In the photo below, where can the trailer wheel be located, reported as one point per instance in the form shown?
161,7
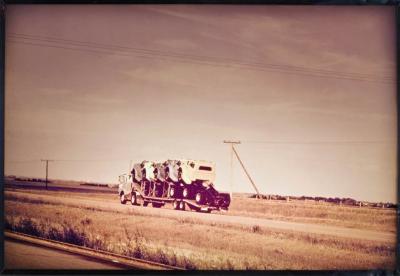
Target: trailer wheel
186,192
156,205
182,206
122,198
134,198
199,198
175,204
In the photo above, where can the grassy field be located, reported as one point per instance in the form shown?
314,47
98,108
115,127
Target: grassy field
186,243
297,211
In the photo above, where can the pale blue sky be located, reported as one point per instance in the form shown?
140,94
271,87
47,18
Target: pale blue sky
118,106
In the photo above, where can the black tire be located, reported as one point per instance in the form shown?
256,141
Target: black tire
122,198
175,205
186,193
182,206
134,198
156,205
175,192
200,198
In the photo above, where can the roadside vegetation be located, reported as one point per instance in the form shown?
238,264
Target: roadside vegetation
378,219
191,244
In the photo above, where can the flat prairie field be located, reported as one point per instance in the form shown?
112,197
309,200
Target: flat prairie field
254,234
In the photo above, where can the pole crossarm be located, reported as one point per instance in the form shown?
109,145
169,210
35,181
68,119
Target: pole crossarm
47,168
248,175
241,163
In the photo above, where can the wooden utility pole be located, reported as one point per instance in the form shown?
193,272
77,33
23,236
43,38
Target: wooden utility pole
241,163
47,169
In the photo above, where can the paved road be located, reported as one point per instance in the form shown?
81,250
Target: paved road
20,255
73,187
217,218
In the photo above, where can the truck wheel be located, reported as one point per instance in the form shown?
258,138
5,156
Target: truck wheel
175,204
182,206
199,198
122,198
186,192
134,199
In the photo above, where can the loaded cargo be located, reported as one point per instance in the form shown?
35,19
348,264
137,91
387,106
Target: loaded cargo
182,183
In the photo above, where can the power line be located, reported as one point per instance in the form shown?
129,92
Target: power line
319,142
174,54
203,60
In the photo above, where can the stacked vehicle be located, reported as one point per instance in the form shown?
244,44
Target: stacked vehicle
184,183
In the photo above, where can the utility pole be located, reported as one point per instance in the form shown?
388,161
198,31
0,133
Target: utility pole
47,168
241,163
231,172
++++
Your instructions: Copy the records word for word, leaving no picture in the copy.

Exercise response:
In the photo below, where can the trailer wheel be located, reported as one point per instance in the form shown?
161,7
Target: trailer wheel
186,192
156,205
182,206
122,198
134,198
199,198
175,204
In the photo above, where can the grassy field be located, reported as one point per instance in the form shown?
314,47
98,108
115,127
Target: grassy field
186,243
297,211
In the photo above, where can the pale blue sky be located, reported as one point per instance in the form shown?
140,94
271,87
47,18
Target: pale blue sky
118,106
In the photo above, where can the black tire be located, reported as one point per instance in the form shown?
256,141
Target: black tire
122,198
175,205
186,193
182,206
134,198
156,205
175,192
200,198
In the photo above, where can the roadside vegetation be located, reported as one point per instance in the form shown?
238,264
Target: roadside vegetation
378,219
191,244
In the photo above, where can the flat prairie field be located, reported as one point per instance in the form shown?
112,197
309,200
Target: flat prairie field
254,234
In the photo above, where can the pole crossarm be located, reported as one point per instance in the form shown?
109,145
169,210
35,181
68,119
Target: pole crossarm
47,168
248,175
241,163
In the photo above, where can the wooden utility pole be located, reported as one point per instance in the form shown?
193,272
77,33
23,236
43,38
Target: wooden utility pole
241,163
47,169
In the photo above, where can the paved road be located, reported as one point per instance in the form shown?
81,250
Target: paved road
20,255
73,187
217,218
In the photo above, where can the truck wheel be located, reported as one point per instance in the form shown?
258,138
5,156
Target: truck wheel
175,204
182,206
199,198
122,198
186,192
134,199
In the photo above, where can the loaded cargo be located, reported as one point per instance in the form shown?
35,19
348,264
137,91
387,106
Target: loaded cargo
182,183
In the photo above, where can the power line be located, reported as one point per instance in the form shown?
129,92
Target: power line
319,142
174,54
203,60
In the photo above, where can the stacked vehicle be located, reported as one point per instance in the form shown?
244,44
Target: stacked vehicle
184,183
In the photo above, where can the utility pole be located, reported as one point per instance in the form shown?
388,161
198,31
0,133
Target: utility pole
47,168
241,163
231,172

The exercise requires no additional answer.